▶ **DESCRIPTION OF THE TASK**:
Change "mountain range" to "mountain ridge" in the data between the lines holding "Provide the mask of every instance of the mountain" and "236 145 L 420", inclusive, and give those lines back with nothing else altered. Leave the pictures out.

+++ DATA IN THIS EXERCISE

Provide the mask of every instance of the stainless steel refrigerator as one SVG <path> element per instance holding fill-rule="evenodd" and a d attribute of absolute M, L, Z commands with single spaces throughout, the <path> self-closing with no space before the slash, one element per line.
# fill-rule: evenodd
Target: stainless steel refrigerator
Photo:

++++++
+++ DATA IN THIS EXERCISE

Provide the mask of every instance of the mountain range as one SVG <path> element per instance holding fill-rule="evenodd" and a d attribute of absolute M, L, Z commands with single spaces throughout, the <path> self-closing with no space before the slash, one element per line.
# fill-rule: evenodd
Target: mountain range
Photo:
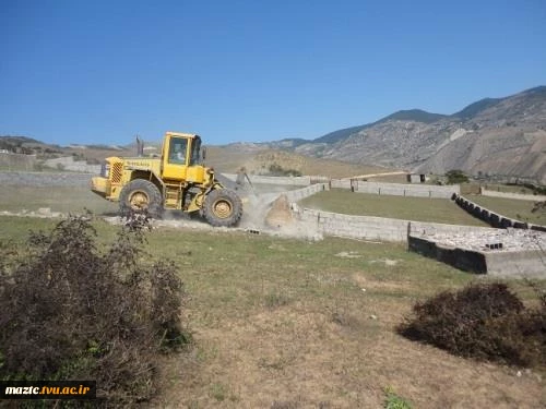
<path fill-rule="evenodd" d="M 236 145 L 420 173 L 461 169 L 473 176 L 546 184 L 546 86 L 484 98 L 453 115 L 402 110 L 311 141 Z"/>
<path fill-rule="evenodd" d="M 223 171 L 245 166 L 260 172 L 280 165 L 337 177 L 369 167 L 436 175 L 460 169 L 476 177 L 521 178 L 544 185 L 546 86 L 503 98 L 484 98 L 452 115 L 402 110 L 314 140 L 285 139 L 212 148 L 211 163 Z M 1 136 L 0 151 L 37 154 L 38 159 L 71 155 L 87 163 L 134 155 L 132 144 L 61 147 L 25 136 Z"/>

++++++

▶ **COMPLETE RESPONSE**:
Provide the mask of every instance of the mountain ridge as one SVG <path> element per instance holding fill-rule="evenodd" and a d attribute of absolute M, L, Z commands with single spaces throughout, the <path> self-closing with no space before the slash, one element per line.
# fill-rule: evenodd
Target: mountain ridge
Photo:
<path fill-rule="evenodd" d="M 236 145 L 420 173 L 461 169 L 473 176 L 546 184 L 546 86 L 484 98 L 453 115 L 402 110 L 311 141 Z"/>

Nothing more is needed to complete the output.